THE INPUT:
━━━

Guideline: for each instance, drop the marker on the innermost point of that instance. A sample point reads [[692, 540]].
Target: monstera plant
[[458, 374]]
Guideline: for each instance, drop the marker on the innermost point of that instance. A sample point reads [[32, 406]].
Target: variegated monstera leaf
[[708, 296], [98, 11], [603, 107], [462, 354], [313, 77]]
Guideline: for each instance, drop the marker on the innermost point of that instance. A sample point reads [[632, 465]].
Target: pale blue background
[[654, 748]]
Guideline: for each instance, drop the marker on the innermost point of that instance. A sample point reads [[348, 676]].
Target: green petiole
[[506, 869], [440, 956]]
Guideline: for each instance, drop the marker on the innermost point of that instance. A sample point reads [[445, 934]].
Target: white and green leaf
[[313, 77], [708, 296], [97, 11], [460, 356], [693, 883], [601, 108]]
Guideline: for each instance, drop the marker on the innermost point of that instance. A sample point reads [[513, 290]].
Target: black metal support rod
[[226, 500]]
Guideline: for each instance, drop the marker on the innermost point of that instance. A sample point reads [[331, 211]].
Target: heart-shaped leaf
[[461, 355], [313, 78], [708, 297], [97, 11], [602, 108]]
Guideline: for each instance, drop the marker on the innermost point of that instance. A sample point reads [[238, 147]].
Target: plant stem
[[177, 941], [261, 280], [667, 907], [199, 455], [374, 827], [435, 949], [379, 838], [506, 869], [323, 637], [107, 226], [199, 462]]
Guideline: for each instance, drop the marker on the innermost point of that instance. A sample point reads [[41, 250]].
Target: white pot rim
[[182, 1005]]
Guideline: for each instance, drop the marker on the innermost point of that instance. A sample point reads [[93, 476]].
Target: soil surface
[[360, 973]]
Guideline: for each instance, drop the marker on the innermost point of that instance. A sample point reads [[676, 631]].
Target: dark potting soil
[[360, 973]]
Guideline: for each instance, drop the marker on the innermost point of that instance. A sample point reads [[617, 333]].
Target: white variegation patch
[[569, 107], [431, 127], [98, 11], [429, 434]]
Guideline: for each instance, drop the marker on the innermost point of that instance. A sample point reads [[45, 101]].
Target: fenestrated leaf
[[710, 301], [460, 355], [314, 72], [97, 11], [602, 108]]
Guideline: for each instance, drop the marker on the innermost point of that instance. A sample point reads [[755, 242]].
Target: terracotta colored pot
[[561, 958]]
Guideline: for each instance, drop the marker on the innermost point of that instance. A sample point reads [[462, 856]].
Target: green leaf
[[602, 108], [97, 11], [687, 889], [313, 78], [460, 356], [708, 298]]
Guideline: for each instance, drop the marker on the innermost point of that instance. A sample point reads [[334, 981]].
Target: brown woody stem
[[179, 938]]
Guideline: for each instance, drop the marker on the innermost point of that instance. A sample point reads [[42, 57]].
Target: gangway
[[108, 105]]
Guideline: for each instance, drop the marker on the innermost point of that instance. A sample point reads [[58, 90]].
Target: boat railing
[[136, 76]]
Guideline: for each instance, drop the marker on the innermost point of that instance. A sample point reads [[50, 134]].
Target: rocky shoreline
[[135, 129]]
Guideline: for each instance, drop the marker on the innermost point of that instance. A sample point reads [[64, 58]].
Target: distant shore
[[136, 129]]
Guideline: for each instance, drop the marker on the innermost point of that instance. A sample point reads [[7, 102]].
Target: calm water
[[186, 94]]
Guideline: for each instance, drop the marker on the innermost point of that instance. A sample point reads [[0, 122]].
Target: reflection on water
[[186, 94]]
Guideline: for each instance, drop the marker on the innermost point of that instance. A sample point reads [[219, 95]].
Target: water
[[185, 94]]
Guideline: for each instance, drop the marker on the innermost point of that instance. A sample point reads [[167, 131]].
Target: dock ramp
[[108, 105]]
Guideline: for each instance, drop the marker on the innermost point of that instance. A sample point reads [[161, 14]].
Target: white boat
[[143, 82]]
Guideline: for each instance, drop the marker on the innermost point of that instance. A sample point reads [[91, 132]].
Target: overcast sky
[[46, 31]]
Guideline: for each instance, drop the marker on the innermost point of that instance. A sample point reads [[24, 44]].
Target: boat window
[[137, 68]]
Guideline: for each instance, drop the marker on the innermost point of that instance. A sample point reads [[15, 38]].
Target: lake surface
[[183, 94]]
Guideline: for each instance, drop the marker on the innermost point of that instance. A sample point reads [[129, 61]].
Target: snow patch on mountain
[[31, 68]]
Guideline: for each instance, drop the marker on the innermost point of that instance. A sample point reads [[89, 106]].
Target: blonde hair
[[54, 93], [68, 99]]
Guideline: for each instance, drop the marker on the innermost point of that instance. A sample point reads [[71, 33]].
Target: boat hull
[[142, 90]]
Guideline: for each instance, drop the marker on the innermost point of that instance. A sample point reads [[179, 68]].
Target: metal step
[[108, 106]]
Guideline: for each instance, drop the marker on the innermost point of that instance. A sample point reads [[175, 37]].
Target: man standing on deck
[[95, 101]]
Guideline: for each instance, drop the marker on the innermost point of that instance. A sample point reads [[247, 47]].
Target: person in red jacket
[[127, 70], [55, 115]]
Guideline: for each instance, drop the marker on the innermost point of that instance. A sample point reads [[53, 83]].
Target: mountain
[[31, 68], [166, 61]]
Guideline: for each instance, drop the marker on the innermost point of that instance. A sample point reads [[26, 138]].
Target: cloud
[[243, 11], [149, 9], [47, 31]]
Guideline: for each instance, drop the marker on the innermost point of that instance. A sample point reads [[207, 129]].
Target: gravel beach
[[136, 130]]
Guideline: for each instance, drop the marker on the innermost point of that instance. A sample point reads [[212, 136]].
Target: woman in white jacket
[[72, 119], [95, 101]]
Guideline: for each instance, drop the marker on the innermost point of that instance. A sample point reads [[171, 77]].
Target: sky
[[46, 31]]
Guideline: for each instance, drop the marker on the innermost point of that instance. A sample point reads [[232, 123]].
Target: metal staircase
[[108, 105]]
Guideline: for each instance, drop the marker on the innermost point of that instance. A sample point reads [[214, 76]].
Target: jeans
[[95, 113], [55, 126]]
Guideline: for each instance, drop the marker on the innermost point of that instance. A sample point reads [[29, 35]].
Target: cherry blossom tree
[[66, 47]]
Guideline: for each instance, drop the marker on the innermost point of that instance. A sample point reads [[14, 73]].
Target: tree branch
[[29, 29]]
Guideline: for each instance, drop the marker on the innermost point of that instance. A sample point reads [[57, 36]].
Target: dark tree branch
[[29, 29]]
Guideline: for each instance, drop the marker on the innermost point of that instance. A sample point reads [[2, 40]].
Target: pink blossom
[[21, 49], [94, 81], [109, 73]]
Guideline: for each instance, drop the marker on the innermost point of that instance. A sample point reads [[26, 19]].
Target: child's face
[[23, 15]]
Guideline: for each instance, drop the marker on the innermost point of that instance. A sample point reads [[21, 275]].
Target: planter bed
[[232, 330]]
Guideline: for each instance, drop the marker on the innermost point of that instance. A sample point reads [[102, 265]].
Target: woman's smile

━━━

TASK BRIEF: Take the lines above from the one containing "Target: mountain" to the one containing "reads [[207, 129]]." and retype them exactly, both ends included, with nothing added.

SOLUTION FOR THIS TASK:
Target: mountain
[[31, 68], [166, 61]]
Guideline: for each instance, drop the marker on the innermost point of that instance. A sample point reads [[26, 138]].
Target: cloud
[[243, 11], [149, 9], [47, 31]]
Guideline: for each instance, drop the marker on the innermost point of that instance. A sample point reads [[207, 129]].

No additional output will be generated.